* start Entries *

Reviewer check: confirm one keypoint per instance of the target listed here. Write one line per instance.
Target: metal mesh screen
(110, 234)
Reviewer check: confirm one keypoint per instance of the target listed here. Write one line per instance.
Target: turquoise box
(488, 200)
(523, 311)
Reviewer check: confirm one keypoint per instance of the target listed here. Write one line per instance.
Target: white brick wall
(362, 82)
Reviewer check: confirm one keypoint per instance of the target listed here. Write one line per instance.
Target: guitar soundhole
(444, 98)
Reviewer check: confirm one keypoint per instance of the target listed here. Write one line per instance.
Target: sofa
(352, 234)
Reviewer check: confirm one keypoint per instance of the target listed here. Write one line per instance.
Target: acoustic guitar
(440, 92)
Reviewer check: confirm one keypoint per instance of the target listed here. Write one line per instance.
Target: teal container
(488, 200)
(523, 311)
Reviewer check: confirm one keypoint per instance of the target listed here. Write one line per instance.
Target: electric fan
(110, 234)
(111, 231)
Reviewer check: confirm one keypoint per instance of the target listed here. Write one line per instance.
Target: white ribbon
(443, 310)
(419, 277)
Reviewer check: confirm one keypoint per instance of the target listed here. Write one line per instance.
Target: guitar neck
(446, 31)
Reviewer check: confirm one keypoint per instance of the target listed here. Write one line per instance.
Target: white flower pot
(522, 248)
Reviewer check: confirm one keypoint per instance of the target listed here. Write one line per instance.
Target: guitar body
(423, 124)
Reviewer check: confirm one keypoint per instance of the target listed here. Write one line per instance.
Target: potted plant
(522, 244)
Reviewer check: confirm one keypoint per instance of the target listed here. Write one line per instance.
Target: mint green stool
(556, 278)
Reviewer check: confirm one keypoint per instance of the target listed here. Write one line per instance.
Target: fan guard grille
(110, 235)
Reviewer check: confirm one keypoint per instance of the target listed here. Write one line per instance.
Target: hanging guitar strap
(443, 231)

* end Entries *

→ Work instructions
All of the entries above need to be reproduced exactly.

→ The solution
Reviewer check: confirm one keypoint per instance of the target listed here. Write one line per instance.
Target: metal mesh screen
(110, 234)
Reviewer check: confirm one keypoint per instance of the target listed here. Write one line per instance.
Target: turquoise box
(488, 200)
(523, 311)
Reviewer check: confirm one keypoint per instance of the target listed here. Write one line per instance.
Target: white brick wall
(362, 82)
Reviewer check: confirm one keypoint per instance of the target listed here. Write one line per instance.
Target: guitar soundhole
(444, 98)
Reviewer check: confirm one keypoint per instance of the target listed here. Write one line per instance.
Target: sofa
(352, 234)
Reviewer check: confirm one keypoint per instance of the target listed here. Write one line per instance.
Target: acoustic guitar
(440, 92)
Reviewer check: confirm one keypoint per instance of the target listed here. Write one line per instance.
Target: teal container
(488, 200)
(523, 311)
Reviewer check: confirm one keypoint per instance of the target listed here. Write one line per instance.
Target: electric fan
(110, 234)
(111, 231)
Reviewer check: confirm one keypoint per instance of the target listed here. Write one line per instance.
Target: white ribbon
(443, 310)
(419, 277)
Reviewer check: confirm one keypoint per instance of the target listed here. Write one line per instance.
Target: guitar neck
(446, 31)
Reviewer check: confirm one keypoint per instance of the target listed here. Write one line per instance.
Target: white flower pot
(522, 248)
Reviewer check: confirm one keypoint per instance of the target listed here. Write one line per instance.
Target: guitar body
(423, 124)
Reviewer check: confirm one keypoint per instance of the target listed here. Write one line per instance.
Target: potted plant
(522, 244)
Reviewer check: confirm one keypoint per instance of the target listed here. Write one line per instance.
Target: mint green stool
(556, 278)
Reviewer check: confirm one keypoint per instance of the target listed here. Write one line per instance.
Target: fan guard grille
(110, 235)
Reviewer check: confirm one keypoint per instance of the target listed here. Write one line per instance.
Target: hanging guitar strap
(443, 231)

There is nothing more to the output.